— YOUR OBJECTIVE —
Revise the rows below by changing every "result" to "answer". Leave everything else unchanged.

— SUPPLIED RECORDS —
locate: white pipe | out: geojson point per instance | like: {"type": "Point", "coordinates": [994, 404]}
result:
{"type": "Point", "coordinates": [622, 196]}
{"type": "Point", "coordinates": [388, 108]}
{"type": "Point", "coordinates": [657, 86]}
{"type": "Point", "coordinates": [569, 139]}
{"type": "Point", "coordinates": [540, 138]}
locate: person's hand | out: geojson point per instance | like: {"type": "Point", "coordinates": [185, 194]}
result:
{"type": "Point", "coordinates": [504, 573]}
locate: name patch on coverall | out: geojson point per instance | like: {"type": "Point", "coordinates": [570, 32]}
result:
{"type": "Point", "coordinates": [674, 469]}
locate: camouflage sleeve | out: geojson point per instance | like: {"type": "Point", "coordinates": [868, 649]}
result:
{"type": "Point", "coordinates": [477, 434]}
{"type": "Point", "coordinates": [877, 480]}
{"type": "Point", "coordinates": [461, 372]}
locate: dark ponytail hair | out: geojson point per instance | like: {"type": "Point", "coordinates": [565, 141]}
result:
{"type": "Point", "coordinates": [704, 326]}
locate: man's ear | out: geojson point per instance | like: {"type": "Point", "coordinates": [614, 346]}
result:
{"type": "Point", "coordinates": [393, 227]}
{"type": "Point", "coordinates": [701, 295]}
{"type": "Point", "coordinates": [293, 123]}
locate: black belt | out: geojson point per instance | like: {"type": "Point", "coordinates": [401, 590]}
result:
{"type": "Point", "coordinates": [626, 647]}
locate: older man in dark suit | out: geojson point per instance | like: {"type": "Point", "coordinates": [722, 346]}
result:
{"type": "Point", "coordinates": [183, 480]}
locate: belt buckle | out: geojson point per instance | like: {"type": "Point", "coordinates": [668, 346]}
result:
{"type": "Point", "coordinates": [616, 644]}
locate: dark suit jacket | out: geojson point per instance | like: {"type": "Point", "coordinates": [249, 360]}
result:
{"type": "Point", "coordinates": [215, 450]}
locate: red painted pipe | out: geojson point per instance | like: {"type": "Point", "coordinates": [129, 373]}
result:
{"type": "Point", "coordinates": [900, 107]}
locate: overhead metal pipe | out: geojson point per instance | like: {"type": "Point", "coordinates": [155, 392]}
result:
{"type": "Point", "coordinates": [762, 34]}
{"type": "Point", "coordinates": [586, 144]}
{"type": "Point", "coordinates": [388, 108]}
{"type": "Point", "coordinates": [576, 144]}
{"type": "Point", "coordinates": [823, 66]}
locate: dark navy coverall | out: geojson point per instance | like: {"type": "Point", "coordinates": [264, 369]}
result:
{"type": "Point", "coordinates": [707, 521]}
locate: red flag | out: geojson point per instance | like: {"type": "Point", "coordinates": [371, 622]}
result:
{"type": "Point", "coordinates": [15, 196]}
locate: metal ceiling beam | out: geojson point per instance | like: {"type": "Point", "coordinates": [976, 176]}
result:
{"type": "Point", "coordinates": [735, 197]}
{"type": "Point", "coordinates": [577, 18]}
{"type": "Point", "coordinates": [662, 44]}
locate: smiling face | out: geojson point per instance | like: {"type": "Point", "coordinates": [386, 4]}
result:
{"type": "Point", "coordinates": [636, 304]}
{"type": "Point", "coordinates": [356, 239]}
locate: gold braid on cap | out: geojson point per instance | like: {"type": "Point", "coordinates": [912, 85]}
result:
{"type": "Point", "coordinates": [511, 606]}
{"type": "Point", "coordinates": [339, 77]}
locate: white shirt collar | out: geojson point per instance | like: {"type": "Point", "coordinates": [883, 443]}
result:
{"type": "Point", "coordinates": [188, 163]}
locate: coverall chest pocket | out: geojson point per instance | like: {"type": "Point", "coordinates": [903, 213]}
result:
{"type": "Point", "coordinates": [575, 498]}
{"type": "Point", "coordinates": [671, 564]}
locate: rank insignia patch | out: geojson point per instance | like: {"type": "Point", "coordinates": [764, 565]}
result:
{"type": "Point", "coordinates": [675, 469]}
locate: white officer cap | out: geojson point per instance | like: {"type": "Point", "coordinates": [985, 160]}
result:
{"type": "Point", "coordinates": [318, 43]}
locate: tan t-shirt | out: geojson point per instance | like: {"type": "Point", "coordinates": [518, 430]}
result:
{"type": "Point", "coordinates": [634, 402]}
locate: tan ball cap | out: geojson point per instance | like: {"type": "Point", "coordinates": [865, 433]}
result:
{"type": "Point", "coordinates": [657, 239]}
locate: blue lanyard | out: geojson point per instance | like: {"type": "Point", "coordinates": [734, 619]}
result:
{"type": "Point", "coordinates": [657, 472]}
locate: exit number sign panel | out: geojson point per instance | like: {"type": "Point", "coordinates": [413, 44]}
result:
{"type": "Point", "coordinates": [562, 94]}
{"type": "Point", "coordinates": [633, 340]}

— WRITTEN RESPONSE —
locate: white pipe | out: geojson point per instance | like: {"type": "Point", "coordinates": [994, 404]}
answer:
{"type": "Point", "coordinates": [622, 196]}
{"type": "Point", "coordinates": [388, 108]}
{"type": "Point", "coordinates": [657, 86]}
{"type": "Point", "coordinates": [569, 139]}
{"type": "Point", "coordinates": [540, 138]}
locate: person's hand | out: geojson point per instance | like: {"type": "Point", "coordinates": [185, 194]}
answer:
{"type": "Point", "coordinates": [504, 573]}
locate: name patch on coverall | out: geojson point per instance | like: {"type": "Point", "coordinates": [570, 32]}
answer:
{"type": "Point", "coordinates": [674, 469]}
locate: camouflage sleeve | out: geojson point per instance | like: {"type": "Point", "coordinates": [868, 649]}
answer:
{"type": "Point", "coordinates": [477, 434]}
{"type": "Point", "coordinates": [877, 480]}
{"type": "Point", "coordinates": [461, 372]}
locate: dark ponytail hair | out: geojson point per instance | like: {"type": "Point", "coordinates": [565, 141]}
answer:
{"type": "Point", "coordinates": [704, 326]}
locate: man's ear | out: geojson point per instance | like: {"type": "Point", "coordinates": [614, 346]}
answer:
{"type": "Point", "coordinates": [393, 227]}
{"type": "Point", "coordinates": [701, 295]}
{"type": "Point", "coordinates": [293, 123]}
locate: black belt | out: geojson point per instance | like: {"type": "Point", "coordinates": [401, 590]}
answer:
{"type": "Point", "coordinates": [626, 647]}
locate: older man in dark suit | out: geojson point per instance | like: {"type": "Point", "coordinates": [722, 346]}
answer:
{"type": "Point", "coordinates": [183, 480]}
locate: belt buckle | out: geojson point per instance | like: {"type": "Point", "coordinates": [668, 346]}
answer:
{"type": "Point", "coordinates": [616, 644]}
locate: dark suit jacket | out: geojson point per instance | like: {"type": "Point", "coordinates": [249, 360]}
answer:
{"type": "Point", "coordinates": [215, 450]}
locate: red painted pipe | out: geojson point per instance | like: {"type": "Point", "coordinates": [129, 373]}
answer:
{"type": "Point", "coordinates": [900, 107]}
locate: overhead metal pipe | out: geojson point per instance | like: {"type": "Point", "coordinates": [155, 392]}
answer:
{"type": "Point", "coordinates": [762, 34]}
{"type": "Point", "coordinates": [586, 144]}
{"type": "Point", "coordinates": [388, 108]}
{"type": "Point", "coordinates": [576, 144]}
{"type": "Point", "coordinates": [823, 66]}
locate: dark navy coverall | out: geojson point per instance | like: {"type": "Point", "coordinates": [264, 369]}
answer:
{"type": "Point", "coordinates": [707, 521]}
locate: red flag | out: geojson point per instance | like: {"type": "Point", "coordinates": [371, 622]}
answer:
{"type": "Point", "coordinates": [15, 196]}
locate: metal ceiling beam | out: geojson point per instance | like: {"type": "Point", "coordinates": [976, 176]}
answer:
{"type": "Point", "coordinates": [735, 197]}
{"type": "Point", "coordinates": [577, 18]}
{"type": "Point", "coordinates": [662, 44]}
locate: smiling face | out: geojson point per instance | like: {"type": "Point", "coordinates": [386, 4]}
answer:
{"type": "Point", "coordinates": [636, 304]}
{"type": "Point", "coordinates": [356, 239]}
locate: gold braid on cap | out: geojson point per instance | like: {"type": "Point", "coordinates": [912, 85]}
answer:
{"type": "Point", "coordinates": [511, 606]}
{"type": "Point", "coordinates": [339, 77]}
locate: white shirt collar | out: geojson point per instance | like: {"type": "Point", "coordinates": [883, 443]}
answer:
{"type": "Point", "coordinates": [188, 163]}
locate: coverall chest pocket | out: geojson point per instance | like: {"type": "Point", "coordinates": [903, 213]}
answer:
{"type": "Point", "coordinates": [575, 498]}
{"type": "Point", "coordinates": [671, 564]}
locate: rank insignia patch | out: geojson point per instance | like: {"type": "Point", "coordinates": [764, 565]}
answer:
{"type": "Point", "coordinates": [675, 469]}
locate: white officer cap | out: geojson point per instance | like: {"type": "Point", "coordinates": [985, 160]}
answer:
{"type": "Point", "coordinates": [318, 43]}
locate: tan t-shirt | out: geojson point per instance | like: {"type": "Point", "coordinates": [518, 430]}
answer:
{"type": "Point", "coordinates": [634, 402]}
locate: tan ball cap | out: geojson point per instance | like: {"type": "Point", "coordinates": [865, 433]}
answer:
{"type": "Point", "coordinates": [657, 239]}
locate: blue lanyard | out: geojson point per instance | like: {"type": "Point", "coordinates": [734, 619]}
answer:
{"type": "Point", "coordinates": [657, 472]}
locate: exit number sign panel | out: geojson point per instance | like: {"type": "Point", "coordinates": [413, 44]}
answer:
{"type": "Point", "coordinates": [562, 94]}
{"type": "Point", "coordinates": [633, 340]}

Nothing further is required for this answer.